[Extracted records]
+++++
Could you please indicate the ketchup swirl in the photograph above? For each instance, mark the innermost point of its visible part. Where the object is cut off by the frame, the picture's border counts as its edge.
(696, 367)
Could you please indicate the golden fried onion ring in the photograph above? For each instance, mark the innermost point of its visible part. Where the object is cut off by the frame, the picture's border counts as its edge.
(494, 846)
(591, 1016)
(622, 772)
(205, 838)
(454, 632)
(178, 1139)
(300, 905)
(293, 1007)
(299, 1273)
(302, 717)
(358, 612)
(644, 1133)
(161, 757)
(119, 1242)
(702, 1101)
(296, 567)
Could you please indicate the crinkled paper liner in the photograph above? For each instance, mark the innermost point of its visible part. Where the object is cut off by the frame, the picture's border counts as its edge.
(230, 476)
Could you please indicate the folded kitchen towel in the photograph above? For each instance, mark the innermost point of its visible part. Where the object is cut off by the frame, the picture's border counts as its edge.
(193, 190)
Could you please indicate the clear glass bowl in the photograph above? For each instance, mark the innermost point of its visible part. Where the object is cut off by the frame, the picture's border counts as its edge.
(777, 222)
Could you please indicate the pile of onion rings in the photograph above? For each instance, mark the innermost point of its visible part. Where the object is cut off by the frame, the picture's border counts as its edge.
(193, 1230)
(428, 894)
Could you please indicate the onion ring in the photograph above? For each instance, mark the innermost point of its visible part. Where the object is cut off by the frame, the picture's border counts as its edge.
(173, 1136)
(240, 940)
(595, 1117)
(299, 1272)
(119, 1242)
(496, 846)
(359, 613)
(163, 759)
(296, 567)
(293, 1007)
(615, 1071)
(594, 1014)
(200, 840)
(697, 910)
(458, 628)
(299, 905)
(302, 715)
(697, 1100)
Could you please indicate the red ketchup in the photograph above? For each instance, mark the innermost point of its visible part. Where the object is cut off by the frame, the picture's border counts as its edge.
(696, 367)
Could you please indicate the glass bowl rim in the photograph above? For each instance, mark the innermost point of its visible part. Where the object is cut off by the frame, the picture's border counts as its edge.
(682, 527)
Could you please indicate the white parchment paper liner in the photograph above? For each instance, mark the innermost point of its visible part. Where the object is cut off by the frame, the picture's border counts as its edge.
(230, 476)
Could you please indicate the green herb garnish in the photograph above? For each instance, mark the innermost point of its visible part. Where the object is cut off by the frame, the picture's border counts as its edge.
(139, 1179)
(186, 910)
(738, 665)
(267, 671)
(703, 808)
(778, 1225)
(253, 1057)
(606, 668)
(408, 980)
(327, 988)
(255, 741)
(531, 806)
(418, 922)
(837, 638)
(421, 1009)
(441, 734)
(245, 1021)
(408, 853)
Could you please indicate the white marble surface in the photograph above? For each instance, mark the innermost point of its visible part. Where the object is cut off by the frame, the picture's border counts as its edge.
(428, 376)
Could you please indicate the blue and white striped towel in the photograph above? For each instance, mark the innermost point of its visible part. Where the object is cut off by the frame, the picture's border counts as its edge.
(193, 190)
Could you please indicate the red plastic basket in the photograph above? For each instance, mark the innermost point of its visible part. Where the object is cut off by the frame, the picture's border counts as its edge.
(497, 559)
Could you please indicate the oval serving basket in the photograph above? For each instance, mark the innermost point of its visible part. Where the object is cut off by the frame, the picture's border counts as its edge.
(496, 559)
+++++
(TO DO)
Retype the listing. Match it exactly.

(TASK SOLUTION)
Could you please indicate the ketchup swirl in the photograph above? For each instance, mark the innermost point of its visible part. Where the object is cut off by the frame, the picture's border counts as its edge.
(696, 367)
Could you please indicate the golden fried onion ring in the photograph above? For each instance, mark the innermost point of its visible part. Where the object is cut off by the frame, the picture's border counts as its edge.
(494, 846)
(591, 1016)
(622, 772)
(205, 838)
(454, 632)
(178, 1139)
(300, 905)
(293, 1007)
(299, 1273)
(302, 717)
(358, 612)
(644, 1133)
(161, 757)
(119, 1242)
(702, 1101)
(296, 567)
Could you please indicate the crinkled paper liner in the photograph above? For each instance, mark the innermost point of its visible part. Where the object is cut off by the frame, the picture's border counts as its edge.
(230, 476)
Could you please indicate the folded kitchen towel in the photograph above? For each instance, mark the innermost point of its visible part. Where the object is cut off by the frame, the picture's border counts as its edge.
(193, 190)
Could you please indicate the clear glass bowl in the photograph above? For each instance, mark the innermost point of its visible part. Where the object is cut off by the frame, the picture's border counts as its edge.
(777, 222)
Could you please indicate the pile of onion rings in the photograph above? For each instance, mark the innermost point of its visible part. Where the object is cut off by the frame, the picture's border counts as its edge.
(193, 1230)
(428, 894)
Could you please indicate the onion ring in the photograph above? For each instance, mark the innermost point of its visible part. Where the object is cut off by the frame, the picture's border counts as its edge.
(173, 1136)
(240, 940)
(595, 1117)
(299, 1272)
(119, 1242)
(496, 846)
(359, 613)
(163, 759)
(296, 567)
(293, 1007)
(615, 1071)
(594, 1014)
(200, 840)
(697, 910)
(458, 628)
(299, 905)
(302, 715)
(697, 1100)
Could you please indicate the red ketchup in the photograph above? For each instance, mark the innermost point of its visible part. Where the object is cut off by the frame, the picture's border counts as its edge.
(696, 367)
Could you please indicate the glass bowl rim in the photograph above? For each instance, mark the innermost point of its visible part. Where the object is cut off by the frame, the picture's border counts as its edge.
(682, 527)
Could you please indicate the white parchment paper liner in the photograph above? For each instance, mark the innermost point of its visible part. Where the object is cut off by the frame, the picture's border counts as its edge.
(230, 476)
Could you please indicate the green herb garnish in the photograph above? For each instance, mark the innermost point of its visible part. Where the object is cut off by the frame, the picture's border counts as its edge.
(139, 1179)
(186, 910)
(738, 665)
(267, 671)
(703, 808)
(778, 1225)
(253, 1057)
(606, 668)
(408, 980)
(327, 988)
(255, 741)
(531, 806)
(418, 922)
(837, 638)
(421, 1009)
(441, 734)
(245, 1021)
(408, 853)
Could you please indicate the white marble surface in the photograph above? For each instance, mark the innermost point of its visible part. Where the object is cut off by the frame, the picture's border counts as its edge.
(428, 376)
Could you please indicate the blue and white striped towel in the photograph above? For each instance, mark the innermost point of its visible part. Where the object is cut off by the frame, the picture's border counts as its edge.
(193, 190)
Could you please indicate the red plastic basket in the photograph above? For each instance, mark the innermost point of its visible part. Where the object is cut off by the frame, the picture's border counts as its edge.
(497, 559)
Could you please indicate the oval serving basket in the photograph above? For each instance, mark the innermost point of its visible part. Where the object is cut off by the frame, the picture's border counts as its edge.
(496, 559)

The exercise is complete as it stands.